What is asked: Without including any pictures, write out all the entries exactly.

--- START Exercise materials ---

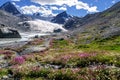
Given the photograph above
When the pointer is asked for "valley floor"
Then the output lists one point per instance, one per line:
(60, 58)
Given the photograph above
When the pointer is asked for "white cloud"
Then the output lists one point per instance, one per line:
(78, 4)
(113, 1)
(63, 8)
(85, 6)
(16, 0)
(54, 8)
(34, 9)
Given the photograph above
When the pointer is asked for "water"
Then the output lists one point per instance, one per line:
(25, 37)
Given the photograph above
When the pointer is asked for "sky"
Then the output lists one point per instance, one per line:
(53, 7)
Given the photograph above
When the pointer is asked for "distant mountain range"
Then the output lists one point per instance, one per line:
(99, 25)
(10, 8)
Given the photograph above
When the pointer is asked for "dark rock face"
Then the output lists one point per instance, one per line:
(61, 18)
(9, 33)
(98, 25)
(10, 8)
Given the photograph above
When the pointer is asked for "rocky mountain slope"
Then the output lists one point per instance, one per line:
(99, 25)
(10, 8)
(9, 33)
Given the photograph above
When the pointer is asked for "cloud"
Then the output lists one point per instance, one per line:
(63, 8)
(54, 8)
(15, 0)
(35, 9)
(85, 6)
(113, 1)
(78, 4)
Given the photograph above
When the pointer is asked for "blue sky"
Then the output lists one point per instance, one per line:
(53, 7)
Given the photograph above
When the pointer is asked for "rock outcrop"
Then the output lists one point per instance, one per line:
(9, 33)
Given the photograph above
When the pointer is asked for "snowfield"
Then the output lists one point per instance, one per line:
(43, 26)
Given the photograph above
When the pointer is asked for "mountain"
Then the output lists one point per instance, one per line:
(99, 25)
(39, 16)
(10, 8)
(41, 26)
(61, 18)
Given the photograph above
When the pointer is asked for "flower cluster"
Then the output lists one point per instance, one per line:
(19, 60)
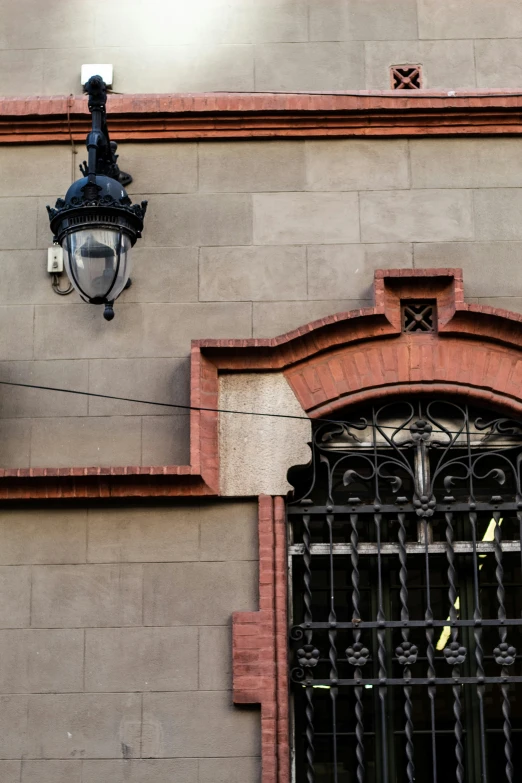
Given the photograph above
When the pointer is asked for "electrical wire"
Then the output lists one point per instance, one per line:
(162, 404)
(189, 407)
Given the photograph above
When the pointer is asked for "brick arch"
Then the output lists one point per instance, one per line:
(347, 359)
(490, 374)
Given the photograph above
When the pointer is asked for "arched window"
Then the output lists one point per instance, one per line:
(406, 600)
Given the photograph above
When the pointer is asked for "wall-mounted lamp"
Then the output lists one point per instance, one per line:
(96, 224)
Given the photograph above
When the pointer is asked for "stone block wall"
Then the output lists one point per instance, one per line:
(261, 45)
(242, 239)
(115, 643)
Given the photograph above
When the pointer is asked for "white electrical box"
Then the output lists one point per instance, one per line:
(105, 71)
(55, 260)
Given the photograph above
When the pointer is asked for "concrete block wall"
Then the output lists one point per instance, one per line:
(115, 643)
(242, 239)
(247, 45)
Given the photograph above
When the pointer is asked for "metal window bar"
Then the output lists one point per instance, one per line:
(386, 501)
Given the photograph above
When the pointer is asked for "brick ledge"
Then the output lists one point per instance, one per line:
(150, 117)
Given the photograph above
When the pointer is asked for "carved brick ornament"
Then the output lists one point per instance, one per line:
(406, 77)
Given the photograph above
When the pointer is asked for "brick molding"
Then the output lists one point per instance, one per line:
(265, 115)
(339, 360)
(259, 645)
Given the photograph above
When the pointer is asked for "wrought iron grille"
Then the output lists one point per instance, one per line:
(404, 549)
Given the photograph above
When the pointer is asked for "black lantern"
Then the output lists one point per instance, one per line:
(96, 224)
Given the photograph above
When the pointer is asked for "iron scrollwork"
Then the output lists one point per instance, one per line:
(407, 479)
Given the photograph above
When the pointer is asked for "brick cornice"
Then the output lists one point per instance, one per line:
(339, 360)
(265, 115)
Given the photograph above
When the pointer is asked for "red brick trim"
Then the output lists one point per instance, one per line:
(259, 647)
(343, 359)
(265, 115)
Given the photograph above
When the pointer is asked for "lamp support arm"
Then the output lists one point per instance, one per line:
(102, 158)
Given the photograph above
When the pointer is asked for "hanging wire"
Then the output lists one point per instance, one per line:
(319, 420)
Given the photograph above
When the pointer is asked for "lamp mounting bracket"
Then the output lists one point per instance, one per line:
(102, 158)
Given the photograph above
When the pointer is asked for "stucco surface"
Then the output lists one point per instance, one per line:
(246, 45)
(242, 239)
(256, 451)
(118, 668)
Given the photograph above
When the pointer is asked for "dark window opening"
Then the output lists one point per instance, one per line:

--- END Exercise materials ---

The response:
Given the photograph above
When the pointer is asked for "valley floor"
Then the output lists one point per instance, one per line:
(60, 58)
Given the photograph above
When the pointer is asked for "white cloud"
Then the output lists one point per instance, one per line:
(78, 4)
(113, 1)
(63, 8)
(85, 6)
(16, 0)
(54, 8)
(34, 9)
Given the photograph above
When the pointer is asked for "water"
Then the output lists one point per instance, one per line:
(25, 37)
Given the photograph above
When the pointer is asked for "sky"
Then the output lists one point per instance, one per line:
(53, 7)
Given the photograph above
When the pointer is asked for "distant mountain range"
Then the output lists one point per instance, one per line:
(99, 25)
(10, 8)
Given the photograph above
When the pointer is asked for "dark rock face"
Then the output lists one point per instance, one per line:
(61, 18)
(9, 33)
(98, 25)
(10, 8)
Given the photograph above
When the pointer is asked for "rocky mountain slope"
Then the output lists one point per instance, one per line:
(99, 25)
(10, 8)
(9, 33)
Given the photograph above
When the pointer is asked for "cloud"
Then the output lists one point per instance, one per line:
(63, 8)
(54, 8)
(15, 0)
(35, 9)
(85, 6)
(113, 1)
(78, 4)
Given the photograph above
When the pointer is asked for "blue sky"
Then the output lists one point per instance, one per line:
(53, 7)
Given the photograph above
When the pointer is asked for "rock outcrop"
Then the output lists one point per instance, one per line:
(9, 33)
Given the photograph above
When the pointer is asked for "snowfield"
Then the output lists one point per instance, one per line:
(43, 26)
Given the photograph above
When the pointer is asked for "mountain"
Then the output lists one point per instance, one per line:
(99, 25)
(39, 16)
(10, 8)
(41, 26)
(61, 18)
Given the photograph above
When the pointer is asked for "flower cluster"
Then the output lists one point per instance, one per line:
(19, 60)
Given the photograph above
When the pointer is asked for "electrical wire"
Then the output lists one point per instance, one per line:
(162, 404)
(189, 407)
Given the photograph above
When the pointer is asked for "brick arch"
Then the output lists one point per instance, one per line:
(347, 359)
(490, 374)
Given the photograph above
When the pointer is asked for "arched window"
Then the output lists one point per instance, one per line:
(406, 600)
Given the photograph above
When the pointer is asked for "wall-mounted lamp"
Then the output lists one point per instance, one per line:
(96, 224)
Given the photograph above
When the pointer is asked for "stone block wall"
Then the output lists one point per instance, one per line:
(261, 45)
(242, 239)
(115, 643)
Given the photograph above
When the pointer is asked for "white electrical box"
Then the output lists one point per instance, one per line:
(105, 71)
(55, 260)
Given the photograph above
When the pointer is asked for "concrete block wall"
Then the output lists one point per instance, one per line:
(115, 643)
(242, 239)
(247, 45)
Given the photograph above
When the pointer is asked for "metal window bar"
Then the output lists one point per instance, one per line:
(386, 501)
Given the photograph above
When the pointer is asked for "brick ledge"
Then the output lists one point per instance, one per line:
(150, 117)
Given the photograph above
When the pointer is asked for "carved brick ornament"
Then the output lists one point per instance, one per line:
(406, 77)
Given the photograph above
When the pointer is asked for "brick molding"
Then the output lists one point per instance, one per line:
(265, 115)
(339, 360)
(259, 645)
Given the photograph above
When the pointer is asked for "wrought iron grille"
Then the output lists one point per instance, one per line:
(404, 549)
Given the photograph above
When the pointer is asked for "black lantern"
Then the output lists one point per instance, one per line:
(96, 224)
Given the photograph above
When the pointer is asked for "iron scrollwork"
Then the output lists one point per instance, one per line:
(407, 479)
Given the photograph above
When the pointer is asked for "brick cornice"
Then the output lists one point per instance, one per line:
(339, 360)
(265, 115)
Given the photograph above
When the pointer is asked for "red brick trim"
Then the output lists one point per instance, one per line:
(259, 647)
(343, 359)
(265, 115)
Given the photograph above
When the pointer is asked for "lamp support arm"
Then the output lists one point per instance, one per line:
(102, 158)
Given the photograph above
When the pointer is asked for "hanging wire"
Then the output lists one point per instance, one per line:
(319, 420)
Given the photograph above
When the pointer is asked for "lamp mounting bracket"
Then the output lists one point per instance, one per line:
(102, 158)
Given the photograph above
When the pointer is asked for "stucco surface"
Then the output lists one point per instance, one per line:
(246, 45)
(242, 239)
(256, 451)
(118, 668)
Given the photograph above
When the pointer is asked for "dark window opening"
Then the output lists one point per instance, one per line:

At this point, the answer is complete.